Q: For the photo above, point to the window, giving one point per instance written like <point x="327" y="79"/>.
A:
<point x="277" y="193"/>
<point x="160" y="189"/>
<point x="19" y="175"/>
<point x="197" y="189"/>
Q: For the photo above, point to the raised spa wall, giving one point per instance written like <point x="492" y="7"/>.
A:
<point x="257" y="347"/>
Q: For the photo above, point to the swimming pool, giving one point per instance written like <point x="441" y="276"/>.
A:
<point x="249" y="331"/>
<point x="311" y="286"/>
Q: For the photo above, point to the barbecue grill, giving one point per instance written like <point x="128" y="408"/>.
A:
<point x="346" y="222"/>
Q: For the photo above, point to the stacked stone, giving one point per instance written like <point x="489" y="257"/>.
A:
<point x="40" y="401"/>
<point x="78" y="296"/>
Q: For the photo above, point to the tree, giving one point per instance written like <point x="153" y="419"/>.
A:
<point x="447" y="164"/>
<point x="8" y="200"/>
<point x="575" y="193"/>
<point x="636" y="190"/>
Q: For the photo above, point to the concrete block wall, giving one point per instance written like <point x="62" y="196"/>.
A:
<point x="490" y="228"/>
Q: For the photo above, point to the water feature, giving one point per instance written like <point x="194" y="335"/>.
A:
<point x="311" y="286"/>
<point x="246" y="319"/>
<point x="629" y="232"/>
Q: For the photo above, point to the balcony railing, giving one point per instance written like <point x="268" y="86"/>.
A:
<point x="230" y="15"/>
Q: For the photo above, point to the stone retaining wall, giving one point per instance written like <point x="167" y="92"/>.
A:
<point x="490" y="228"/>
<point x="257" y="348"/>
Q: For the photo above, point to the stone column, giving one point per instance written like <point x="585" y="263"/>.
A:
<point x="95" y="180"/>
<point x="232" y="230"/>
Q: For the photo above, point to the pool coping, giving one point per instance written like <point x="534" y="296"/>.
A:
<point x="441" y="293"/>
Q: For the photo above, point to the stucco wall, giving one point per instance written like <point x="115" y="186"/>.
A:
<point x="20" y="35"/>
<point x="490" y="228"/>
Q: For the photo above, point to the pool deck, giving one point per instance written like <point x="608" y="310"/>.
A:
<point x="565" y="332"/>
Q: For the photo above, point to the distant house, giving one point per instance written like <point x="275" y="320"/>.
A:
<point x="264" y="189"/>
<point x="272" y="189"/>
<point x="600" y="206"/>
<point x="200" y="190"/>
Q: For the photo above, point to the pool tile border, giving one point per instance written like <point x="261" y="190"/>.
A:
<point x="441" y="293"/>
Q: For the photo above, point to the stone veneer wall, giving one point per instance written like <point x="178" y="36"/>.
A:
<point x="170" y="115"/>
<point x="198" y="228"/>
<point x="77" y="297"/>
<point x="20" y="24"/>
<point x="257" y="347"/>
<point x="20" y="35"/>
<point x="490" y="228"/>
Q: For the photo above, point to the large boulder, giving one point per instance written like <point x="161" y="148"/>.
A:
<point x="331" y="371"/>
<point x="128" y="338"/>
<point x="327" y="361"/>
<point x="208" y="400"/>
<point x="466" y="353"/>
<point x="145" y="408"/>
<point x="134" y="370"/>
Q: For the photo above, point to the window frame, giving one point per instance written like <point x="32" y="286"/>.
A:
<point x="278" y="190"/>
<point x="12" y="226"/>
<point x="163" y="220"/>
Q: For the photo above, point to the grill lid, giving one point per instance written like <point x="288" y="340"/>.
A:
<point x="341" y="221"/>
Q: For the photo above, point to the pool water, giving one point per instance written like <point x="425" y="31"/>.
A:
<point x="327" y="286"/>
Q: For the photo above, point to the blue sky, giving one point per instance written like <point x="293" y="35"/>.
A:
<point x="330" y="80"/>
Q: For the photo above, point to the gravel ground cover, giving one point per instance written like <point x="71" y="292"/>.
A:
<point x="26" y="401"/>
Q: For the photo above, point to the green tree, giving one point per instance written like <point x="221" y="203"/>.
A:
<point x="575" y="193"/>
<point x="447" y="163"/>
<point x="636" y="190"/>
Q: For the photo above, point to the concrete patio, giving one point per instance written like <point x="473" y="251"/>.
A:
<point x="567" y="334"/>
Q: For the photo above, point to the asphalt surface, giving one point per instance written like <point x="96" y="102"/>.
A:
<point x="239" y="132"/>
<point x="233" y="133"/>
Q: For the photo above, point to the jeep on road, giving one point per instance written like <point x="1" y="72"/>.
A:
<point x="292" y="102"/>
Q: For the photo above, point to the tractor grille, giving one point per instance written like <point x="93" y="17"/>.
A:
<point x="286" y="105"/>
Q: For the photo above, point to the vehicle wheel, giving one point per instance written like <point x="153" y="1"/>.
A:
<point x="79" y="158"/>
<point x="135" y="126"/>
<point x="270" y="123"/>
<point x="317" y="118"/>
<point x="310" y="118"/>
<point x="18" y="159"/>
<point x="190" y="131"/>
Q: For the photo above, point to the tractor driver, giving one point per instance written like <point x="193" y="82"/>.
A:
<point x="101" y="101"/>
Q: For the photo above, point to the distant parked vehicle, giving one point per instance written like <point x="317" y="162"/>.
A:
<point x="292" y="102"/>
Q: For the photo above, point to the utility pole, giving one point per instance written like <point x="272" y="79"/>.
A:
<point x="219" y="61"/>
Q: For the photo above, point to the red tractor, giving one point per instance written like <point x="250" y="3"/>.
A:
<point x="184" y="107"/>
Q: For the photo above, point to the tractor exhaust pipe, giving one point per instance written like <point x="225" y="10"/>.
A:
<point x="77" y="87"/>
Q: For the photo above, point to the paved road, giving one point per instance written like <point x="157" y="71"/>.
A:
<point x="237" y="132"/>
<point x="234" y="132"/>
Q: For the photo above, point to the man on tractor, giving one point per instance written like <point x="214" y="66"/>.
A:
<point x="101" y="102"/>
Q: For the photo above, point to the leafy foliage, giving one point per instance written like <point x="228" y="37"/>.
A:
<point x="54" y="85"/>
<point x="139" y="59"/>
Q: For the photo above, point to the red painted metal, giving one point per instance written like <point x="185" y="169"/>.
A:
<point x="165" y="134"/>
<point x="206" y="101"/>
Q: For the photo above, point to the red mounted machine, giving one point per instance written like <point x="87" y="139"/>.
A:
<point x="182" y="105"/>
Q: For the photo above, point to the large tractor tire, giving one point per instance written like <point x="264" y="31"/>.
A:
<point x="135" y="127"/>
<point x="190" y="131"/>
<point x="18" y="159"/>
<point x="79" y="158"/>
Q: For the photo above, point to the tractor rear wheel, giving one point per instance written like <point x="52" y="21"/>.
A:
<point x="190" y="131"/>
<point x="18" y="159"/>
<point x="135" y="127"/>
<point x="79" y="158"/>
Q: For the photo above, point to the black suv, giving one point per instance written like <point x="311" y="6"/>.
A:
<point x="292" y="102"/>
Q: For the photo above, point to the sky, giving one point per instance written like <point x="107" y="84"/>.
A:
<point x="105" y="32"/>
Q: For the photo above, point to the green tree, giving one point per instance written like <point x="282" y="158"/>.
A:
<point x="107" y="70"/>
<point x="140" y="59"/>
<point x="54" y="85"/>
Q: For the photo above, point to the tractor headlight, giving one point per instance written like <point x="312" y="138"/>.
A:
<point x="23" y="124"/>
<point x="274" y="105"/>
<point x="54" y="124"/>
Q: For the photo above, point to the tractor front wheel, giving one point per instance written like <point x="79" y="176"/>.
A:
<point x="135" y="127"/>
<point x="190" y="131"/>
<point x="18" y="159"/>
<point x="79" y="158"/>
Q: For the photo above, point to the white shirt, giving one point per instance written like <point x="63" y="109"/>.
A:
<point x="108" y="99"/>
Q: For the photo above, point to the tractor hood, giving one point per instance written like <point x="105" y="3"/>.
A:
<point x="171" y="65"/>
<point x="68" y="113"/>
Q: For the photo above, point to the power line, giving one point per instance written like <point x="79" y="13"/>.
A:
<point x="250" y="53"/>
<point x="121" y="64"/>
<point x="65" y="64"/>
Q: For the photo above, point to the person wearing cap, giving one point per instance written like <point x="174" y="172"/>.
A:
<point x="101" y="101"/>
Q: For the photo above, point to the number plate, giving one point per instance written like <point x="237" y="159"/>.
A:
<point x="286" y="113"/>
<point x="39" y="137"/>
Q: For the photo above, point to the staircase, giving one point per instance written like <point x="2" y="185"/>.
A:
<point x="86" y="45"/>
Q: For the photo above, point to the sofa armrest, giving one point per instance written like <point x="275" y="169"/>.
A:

# # #

Each line from the one containing "Q: For the photo above, point to the tractor hood, giving" to the end of the records should be echoed exactly, and no other line.

Q: For the photo above, point to the tractor hood, giving one point per instance written like <point x="105" y="3"/>.
A:
<point x="171" y="65"/>
<point x="68" y="113"/>
Q: For the photo above, point to the power line, giving one point per instance written like <point x="79" y="13"/>.
A:
<point x="250" y="53"/>
<point x="121" y="64"/>
<point x="65" y="64"/>
Q: For the photo above, point to the person wearing cap, giving one point per instance written like <point x="174" y="172"/>.
A:
<point x="101" y="101"/>
Q: For the photo above, point to the number plate, giving one point per instance written like <point x="237" y="159"/>.
A:
<point x="286" y="113"/>
<point x="39" y="137"/>
Q: For the photo above, point to the staircase, giving one point per instance written like <point x="2" y="185"/>.
A:
<point x="86" y="45"/>
Q: For the photo above, point to the sofa armrest, giving one point per instance written like <point x="275" y="169"/>.
A:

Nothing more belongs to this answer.